Data listing
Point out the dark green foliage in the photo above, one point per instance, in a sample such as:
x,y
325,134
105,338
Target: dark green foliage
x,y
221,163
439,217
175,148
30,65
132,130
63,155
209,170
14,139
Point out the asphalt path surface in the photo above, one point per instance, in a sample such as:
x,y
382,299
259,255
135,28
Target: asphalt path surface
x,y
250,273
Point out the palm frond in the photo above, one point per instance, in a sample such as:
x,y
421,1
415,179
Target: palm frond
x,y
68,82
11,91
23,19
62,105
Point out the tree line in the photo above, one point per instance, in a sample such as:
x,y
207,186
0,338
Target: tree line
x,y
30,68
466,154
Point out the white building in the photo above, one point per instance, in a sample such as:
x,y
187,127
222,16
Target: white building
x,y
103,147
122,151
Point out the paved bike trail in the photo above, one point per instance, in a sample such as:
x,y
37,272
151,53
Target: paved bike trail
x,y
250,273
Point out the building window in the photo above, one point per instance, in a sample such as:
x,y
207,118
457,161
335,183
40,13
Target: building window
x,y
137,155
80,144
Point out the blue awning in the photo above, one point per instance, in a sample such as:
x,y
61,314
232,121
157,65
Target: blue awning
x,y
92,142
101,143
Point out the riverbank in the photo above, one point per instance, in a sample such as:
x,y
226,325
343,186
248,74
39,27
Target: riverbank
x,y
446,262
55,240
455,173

Do this
Return every line unchanged, starting with the line that contains "Point out the white" and continuing through the last line of the rows, with both of those lines included.

The answer
Point out the white building in the photo above, one point per instance, in a sample such as:
x,y
187,127
222,16
Target: white building
x,y
103,147
122,151
Point out the paved bike trail in the photo above, one point per instance, in a sample such as:
x,y
37,272
151,53
Target: paved bike trail
x,y
250,273
Point out the building window in the photo above, one point per instance, in a sample such as:
x,y
207,118
457,161
335,183
40,13
Target: building window
x,y
137,155
80,144
Point out the blue awning in the photo above, one point per instance, in a sample such as:
x,y
61,314
232,121
157,65
Target: blue awning
x,y
92,142
101,143
Point out the riverbank in the photo above, one point per instance, in a sample such as:
x,y
226,325
343,186
248,74
39,27
Target: riverbank
x,y
446,262
55,240
455,173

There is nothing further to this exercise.